+++ Passage fourni +++

Rudolph Steiner, penseur du début du siècle, dans sa conférence « le marcher, parler, penser », disait que c’est la marche qui prépare le langage, et que le langage, une fois suffisamment mûri, accueille alors le Je à 3 ans, avec la marche croisée, la conscience réflexive ainsi que les facultés cognitives et d’adaptation. Les neurosciences lui ont donné raison, notamment le neurologue Antonio Damasio dans « L’erreur de Descartes », où il démontre à l’aide de cas cliniques, qu’une intelligence non reliée au sentiment (âme) et au biologique (métabolisme) ne fonctionne pas. Mais qu’est-ce donc que la marche ?
Le neurochirurgien américain, Temple Faye, a dû réapprendre à marcher à des blessés de la seconde guerre mondiale souffrant de lésions cérébrales. Il est donc parti sur les cinq continents, caméra au poing, pour observer comment les enfants s’y prenaient pour apprendre à marcher. Et il s’est aperçu que les enfants du monde entier font les mêmes mouvements, qu’il a appelé les patterns, ou mouvements patrons. Cette découverte extraordinaire a permis d’aider des milliers de personnes à retrouver les fonctions réflexes de la marche.

+++ Extrait de données +++

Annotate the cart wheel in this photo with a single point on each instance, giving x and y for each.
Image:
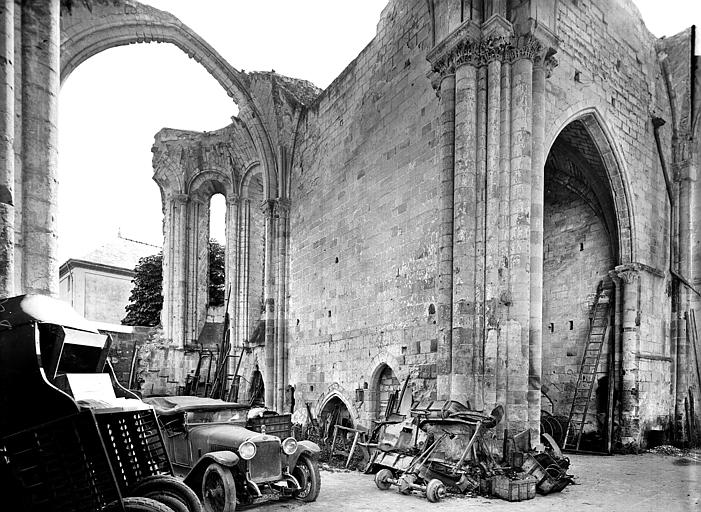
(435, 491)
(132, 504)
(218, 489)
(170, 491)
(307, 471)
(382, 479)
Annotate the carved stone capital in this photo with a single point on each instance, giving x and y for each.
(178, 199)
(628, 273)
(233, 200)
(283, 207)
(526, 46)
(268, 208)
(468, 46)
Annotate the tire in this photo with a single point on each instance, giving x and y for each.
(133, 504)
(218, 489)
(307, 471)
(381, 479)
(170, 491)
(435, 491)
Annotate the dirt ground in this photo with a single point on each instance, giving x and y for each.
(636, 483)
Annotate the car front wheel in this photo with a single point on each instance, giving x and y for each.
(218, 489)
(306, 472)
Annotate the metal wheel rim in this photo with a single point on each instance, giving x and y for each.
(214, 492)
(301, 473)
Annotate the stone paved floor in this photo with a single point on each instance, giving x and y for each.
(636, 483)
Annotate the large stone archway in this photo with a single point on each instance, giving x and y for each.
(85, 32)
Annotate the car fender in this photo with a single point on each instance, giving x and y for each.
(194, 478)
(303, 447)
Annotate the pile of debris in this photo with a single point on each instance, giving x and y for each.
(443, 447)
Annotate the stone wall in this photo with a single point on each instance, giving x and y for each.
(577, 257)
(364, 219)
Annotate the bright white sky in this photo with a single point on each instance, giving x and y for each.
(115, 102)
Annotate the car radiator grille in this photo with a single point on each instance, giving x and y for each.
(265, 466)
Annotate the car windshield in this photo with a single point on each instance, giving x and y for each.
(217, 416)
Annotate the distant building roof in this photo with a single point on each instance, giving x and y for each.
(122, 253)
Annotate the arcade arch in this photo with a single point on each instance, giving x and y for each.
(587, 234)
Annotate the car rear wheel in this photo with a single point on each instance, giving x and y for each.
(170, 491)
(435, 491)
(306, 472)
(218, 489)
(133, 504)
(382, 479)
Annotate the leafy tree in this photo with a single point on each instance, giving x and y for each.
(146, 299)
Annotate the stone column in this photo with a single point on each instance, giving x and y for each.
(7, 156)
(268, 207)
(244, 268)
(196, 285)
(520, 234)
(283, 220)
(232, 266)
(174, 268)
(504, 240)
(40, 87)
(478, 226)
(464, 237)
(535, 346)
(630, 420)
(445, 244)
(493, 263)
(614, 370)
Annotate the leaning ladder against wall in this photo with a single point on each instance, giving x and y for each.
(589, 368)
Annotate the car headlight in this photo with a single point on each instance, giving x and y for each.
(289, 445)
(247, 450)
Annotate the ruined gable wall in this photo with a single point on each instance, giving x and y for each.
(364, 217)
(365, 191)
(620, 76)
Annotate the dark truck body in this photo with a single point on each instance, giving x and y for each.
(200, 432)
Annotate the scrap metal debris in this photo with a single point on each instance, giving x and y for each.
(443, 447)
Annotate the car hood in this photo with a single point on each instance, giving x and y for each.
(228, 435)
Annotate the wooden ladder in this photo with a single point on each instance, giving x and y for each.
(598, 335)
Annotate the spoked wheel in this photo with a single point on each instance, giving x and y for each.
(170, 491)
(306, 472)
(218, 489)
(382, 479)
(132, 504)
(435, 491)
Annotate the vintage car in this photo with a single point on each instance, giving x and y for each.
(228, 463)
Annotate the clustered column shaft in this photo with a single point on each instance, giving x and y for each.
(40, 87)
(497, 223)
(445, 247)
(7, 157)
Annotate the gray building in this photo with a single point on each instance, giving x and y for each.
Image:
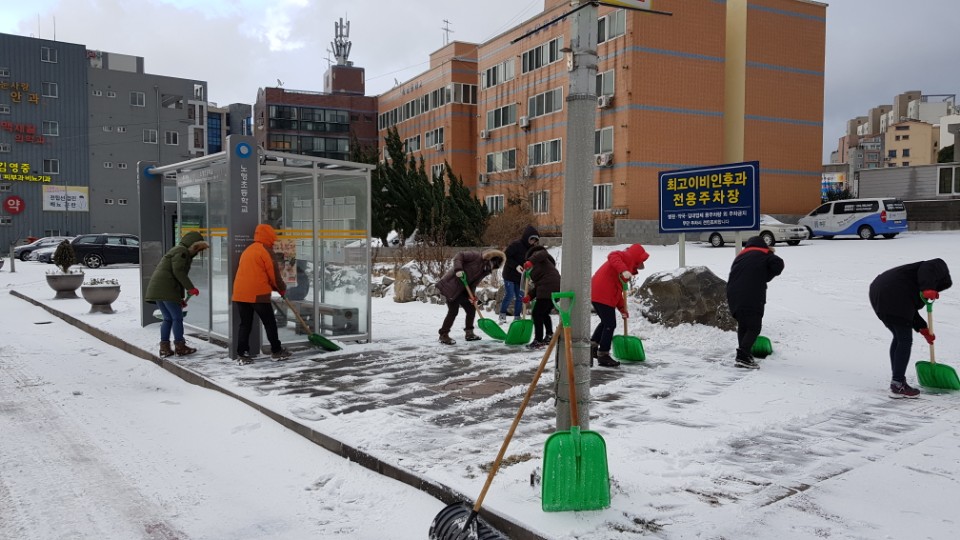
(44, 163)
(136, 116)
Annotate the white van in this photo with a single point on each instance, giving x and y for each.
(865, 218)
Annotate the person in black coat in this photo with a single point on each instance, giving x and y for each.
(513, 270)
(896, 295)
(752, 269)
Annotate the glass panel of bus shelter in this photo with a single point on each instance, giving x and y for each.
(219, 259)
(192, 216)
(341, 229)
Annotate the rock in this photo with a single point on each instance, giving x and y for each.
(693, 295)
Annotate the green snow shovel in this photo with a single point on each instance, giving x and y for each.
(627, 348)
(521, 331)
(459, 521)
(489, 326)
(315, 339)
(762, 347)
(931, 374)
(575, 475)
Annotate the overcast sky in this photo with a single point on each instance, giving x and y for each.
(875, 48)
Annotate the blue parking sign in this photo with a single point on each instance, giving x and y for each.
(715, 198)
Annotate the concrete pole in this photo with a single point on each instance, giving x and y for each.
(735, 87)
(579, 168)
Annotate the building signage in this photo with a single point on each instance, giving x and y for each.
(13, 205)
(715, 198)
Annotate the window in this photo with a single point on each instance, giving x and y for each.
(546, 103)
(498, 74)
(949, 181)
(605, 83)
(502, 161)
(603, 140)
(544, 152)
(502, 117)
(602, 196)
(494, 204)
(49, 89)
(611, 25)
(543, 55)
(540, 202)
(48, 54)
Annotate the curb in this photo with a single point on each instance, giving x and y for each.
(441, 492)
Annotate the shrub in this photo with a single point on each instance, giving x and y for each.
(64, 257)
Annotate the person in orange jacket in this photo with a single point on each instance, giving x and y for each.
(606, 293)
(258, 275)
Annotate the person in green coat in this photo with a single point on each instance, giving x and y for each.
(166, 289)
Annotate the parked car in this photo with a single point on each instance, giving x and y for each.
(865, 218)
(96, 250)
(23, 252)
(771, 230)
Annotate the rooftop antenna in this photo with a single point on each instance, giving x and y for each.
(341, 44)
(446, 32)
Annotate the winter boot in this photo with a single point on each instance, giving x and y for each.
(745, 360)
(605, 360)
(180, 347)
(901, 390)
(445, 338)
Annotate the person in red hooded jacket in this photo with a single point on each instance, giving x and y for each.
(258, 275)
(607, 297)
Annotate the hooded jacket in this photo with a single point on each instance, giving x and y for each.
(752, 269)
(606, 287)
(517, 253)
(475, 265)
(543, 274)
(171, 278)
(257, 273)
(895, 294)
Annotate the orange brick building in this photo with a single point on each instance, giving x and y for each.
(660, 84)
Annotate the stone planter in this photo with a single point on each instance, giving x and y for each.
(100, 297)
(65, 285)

+++
+++ Extrait de données +++

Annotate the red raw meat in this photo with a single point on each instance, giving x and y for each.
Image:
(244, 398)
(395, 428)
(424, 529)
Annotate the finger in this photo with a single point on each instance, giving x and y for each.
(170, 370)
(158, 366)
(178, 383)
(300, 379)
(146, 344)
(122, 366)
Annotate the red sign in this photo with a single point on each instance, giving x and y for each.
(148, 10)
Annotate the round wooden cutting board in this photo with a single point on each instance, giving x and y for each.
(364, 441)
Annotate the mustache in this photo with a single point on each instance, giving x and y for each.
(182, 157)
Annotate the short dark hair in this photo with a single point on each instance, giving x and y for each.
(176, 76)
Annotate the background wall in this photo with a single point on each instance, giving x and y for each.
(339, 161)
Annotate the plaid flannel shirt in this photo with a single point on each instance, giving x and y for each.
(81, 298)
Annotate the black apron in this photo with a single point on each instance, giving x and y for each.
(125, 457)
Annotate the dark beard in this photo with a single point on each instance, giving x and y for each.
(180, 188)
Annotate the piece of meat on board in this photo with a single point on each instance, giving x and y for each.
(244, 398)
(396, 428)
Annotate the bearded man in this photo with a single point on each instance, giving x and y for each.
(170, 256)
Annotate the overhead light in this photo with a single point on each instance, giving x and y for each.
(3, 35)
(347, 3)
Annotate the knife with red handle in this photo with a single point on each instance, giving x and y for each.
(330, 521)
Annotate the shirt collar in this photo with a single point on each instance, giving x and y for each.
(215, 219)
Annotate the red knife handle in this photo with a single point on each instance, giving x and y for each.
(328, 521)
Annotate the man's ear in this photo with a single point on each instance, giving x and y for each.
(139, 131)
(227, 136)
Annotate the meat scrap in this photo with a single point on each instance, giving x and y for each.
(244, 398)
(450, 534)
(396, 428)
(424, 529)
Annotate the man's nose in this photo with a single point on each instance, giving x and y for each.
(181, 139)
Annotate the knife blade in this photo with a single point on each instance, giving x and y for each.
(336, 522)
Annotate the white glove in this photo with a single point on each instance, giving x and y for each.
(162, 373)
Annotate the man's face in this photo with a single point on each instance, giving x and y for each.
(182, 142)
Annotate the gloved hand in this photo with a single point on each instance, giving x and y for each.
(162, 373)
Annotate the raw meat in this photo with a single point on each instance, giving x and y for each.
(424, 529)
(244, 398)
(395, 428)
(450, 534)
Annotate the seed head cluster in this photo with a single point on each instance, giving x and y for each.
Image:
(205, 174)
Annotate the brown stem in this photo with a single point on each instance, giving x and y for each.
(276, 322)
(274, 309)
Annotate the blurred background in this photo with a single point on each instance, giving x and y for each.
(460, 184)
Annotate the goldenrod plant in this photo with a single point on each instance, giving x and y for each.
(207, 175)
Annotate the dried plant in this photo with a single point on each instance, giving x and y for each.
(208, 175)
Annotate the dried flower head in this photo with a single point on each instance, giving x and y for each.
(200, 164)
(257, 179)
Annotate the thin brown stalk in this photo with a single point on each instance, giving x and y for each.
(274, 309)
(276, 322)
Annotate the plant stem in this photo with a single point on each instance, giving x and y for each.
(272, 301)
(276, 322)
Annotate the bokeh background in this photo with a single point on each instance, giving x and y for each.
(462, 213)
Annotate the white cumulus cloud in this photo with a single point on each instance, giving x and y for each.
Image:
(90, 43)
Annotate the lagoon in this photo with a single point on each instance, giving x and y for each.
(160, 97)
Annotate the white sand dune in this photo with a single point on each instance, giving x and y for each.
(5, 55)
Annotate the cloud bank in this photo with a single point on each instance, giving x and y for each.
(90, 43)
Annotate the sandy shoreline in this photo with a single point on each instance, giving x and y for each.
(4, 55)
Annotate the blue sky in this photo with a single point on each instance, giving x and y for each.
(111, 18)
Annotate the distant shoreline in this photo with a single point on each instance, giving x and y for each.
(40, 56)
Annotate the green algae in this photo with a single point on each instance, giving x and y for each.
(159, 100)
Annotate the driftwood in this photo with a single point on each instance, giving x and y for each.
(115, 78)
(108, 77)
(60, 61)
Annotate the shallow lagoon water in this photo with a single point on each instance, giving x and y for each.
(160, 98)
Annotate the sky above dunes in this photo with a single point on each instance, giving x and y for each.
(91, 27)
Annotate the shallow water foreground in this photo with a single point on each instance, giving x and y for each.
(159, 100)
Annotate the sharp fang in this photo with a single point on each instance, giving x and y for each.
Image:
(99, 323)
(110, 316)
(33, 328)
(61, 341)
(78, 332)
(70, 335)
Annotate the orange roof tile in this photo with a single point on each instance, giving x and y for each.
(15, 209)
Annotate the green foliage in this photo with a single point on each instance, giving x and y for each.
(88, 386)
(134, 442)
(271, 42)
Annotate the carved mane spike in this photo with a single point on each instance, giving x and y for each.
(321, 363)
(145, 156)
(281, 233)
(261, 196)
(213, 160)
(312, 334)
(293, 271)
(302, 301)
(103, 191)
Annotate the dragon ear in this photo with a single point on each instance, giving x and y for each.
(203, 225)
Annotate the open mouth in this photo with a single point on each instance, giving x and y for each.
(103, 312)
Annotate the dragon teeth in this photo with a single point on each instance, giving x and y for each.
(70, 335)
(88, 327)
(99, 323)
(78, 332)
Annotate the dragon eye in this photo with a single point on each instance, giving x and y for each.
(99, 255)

+++
+++ Extrait de données +++

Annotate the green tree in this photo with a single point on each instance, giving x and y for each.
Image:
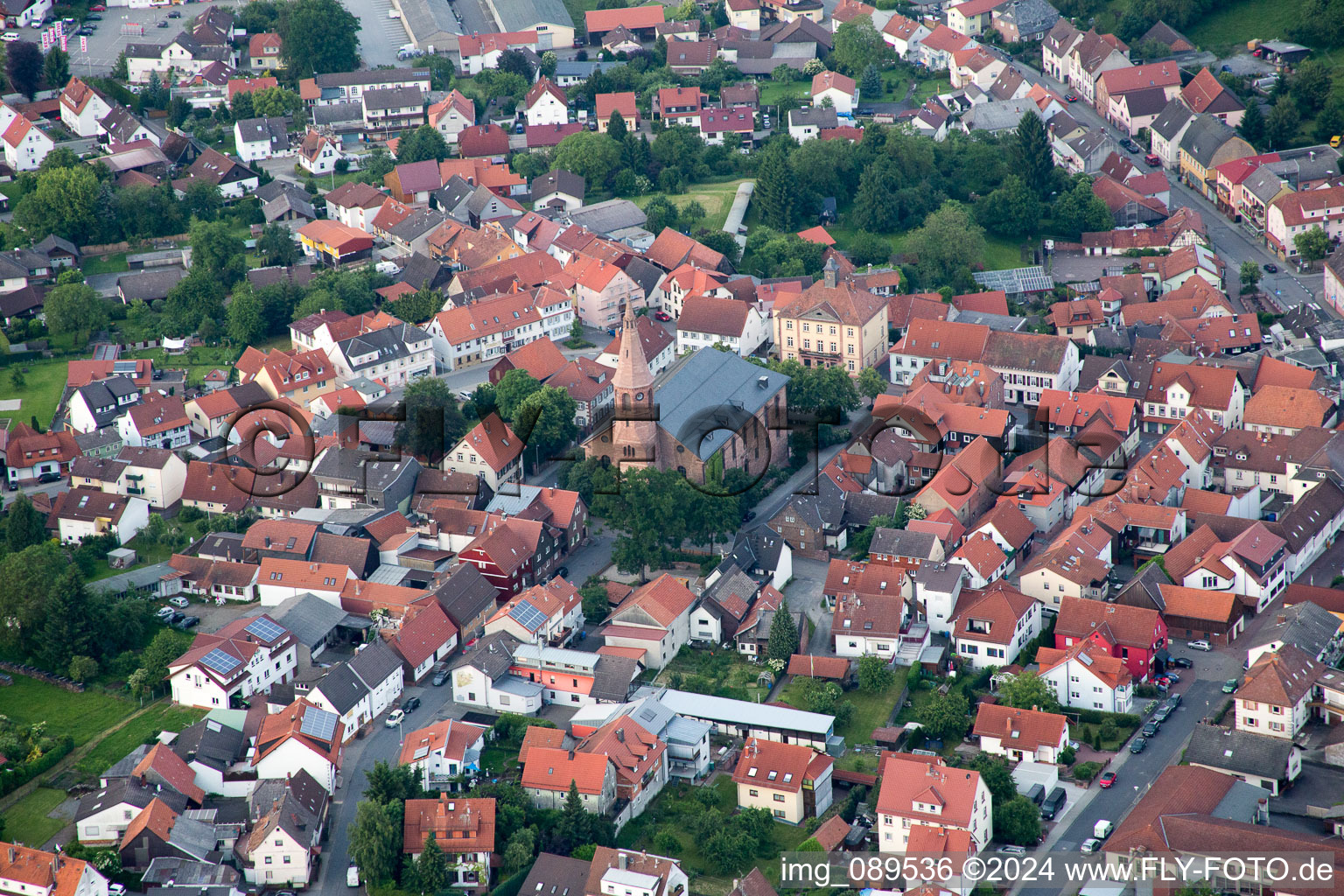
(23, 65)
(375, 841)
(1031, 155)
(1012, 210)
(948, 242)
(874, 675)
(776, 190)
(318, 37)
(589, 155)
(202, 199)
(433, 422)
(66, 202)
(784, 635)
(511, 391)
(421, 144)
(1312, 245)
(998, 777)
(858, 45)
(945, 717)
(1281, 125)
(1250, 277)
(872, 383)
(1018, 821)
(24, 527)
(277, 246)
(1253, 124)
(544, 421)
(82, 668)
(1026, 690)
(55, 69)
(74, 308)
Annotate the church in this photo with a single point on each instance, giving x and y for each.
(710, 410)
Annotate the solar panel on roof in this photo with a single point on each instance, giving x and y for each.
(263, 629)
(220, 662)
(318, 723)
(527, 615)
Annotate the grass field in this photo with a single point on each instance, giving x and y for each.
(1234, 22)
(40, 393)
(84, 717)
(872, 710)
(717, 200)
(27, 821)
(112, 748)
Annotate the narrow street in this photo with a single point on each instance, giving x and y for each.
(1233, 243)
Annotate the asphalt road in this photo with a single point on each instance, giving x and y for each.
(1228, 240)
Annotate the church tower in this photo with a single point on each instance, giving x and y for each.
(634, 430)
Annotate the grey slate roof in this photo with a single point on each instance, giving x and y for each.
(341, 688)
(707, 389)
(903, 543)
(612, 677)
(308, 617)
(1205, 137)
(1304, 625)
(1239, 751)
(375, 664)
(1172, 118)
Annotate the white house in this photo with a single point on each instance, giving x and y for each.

+++

§ Liste des tâches
a: Selon le passage fourni, quel nom Temple Faye a-t-il donné aux mouvements identiques que font les enfants du monde entier ?
b: Retouchez le passage fourni en le recopiant en commençant par « Rudolph Steiner, penseur » et en terminant par « la marche ? », avec « neurologue » remplacé par « neuroscientifique ».

§ Réponses aux tâches
a: Il les a appelés les patterns, ou mouvements patrons.

b:
Rudolph Steiner, penseur du début du siècle, dans sa conférence « le marcher, parler, penser », disait que c’est la marche qui prépare le langage, et que le langage, une fois suffisamment mûri, accueille alors le Je à 3 ans, avec la marche croisée, la conscience réflexive ainsi que les facultés cognitives et d’adaptation. Les neurosciences lui ont donné raison, notamment le neuroscientifique Antonio Damasio dans « L’erreur de Descartes », où il démontre à l’aide de cas cliniques, qu’une intelligence non reliée au sentiment (âme) et au biologique (métabolisme) ne fonctionne pas. Mais qu’est-ce donc que la marche ?